[START TEXT PASSAGE]
Owen Lane
- Born: Owen Lane 20 December 1997 (age 28) Cardiff, Wales
- Height: 185 cm (6 ft 1 in)
- Weight: 100 kg (15 st 10 lb)
- School: Whitchurch High School, Cowbridge Comprehensive School

Rugby union career
- Position(s): Wing Outside Centre
- Current team: Valence Romans Drôme Rugby

Senior career
- Years: Team / Apps / (Points)
- 2016-2024: Cardiff Rugby / 91 / (215)
- 2024 -: Valence / 32 / (40)
- Correct as of 13 August 2026

International career
- Years: Team / Apps / (Points)
- Wales U20
- 2019-2022: Wales / 5 / (10)
- Correct as of 16 August 2026

= Owen Lane =

Welsh rugby union player

Owen Lane (born 20 December 1997) is a Wales international rugby union player who plays for Valence Romans Drôme Rugby as a centre or wing.

Lane made his professional debut for hometown club Cardiff in 2016 having previously played for their academy.

==International==

In April 2019 Lane was called up to the preliminary squad for Wales for the 2019 Rugby World Cup.
[END TEXT PASSAGE]
*OBJECTIVES*
1: Write out the part of the Owen Lane profile starting at "- Weight: 100" and ending at "Valence / 32 / (40)", word for word.
2: According to the Owen Lane profile, in what year did Lane make his professional debut for Cardiff?
The listing after this point comes from a different source than the Owen Lane profile.
[START DATA EXCERPT]
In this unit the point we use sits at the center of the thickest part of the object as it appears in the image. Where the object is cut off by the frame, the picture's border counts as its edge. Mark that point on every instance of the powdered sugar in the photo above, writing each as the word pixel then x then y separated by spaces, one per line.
[END DATA EXCERPT]
*THE ANSWERS*
1:
- Weight: 100 kg (15 st 10 lb)
- School: Whitchurch High School, Cowbridge Comprehensive School

Rugby union career
- Position(s): Wing Outside Centre
- Current team: Valence Romans Drôme Rugby

Senior career
- Years: Team / Apps / (Points)
- 2016-2024: Cardiff Rugby / 91 / (215)
- 2024 -: Valence / 32 / (40)

2: 2016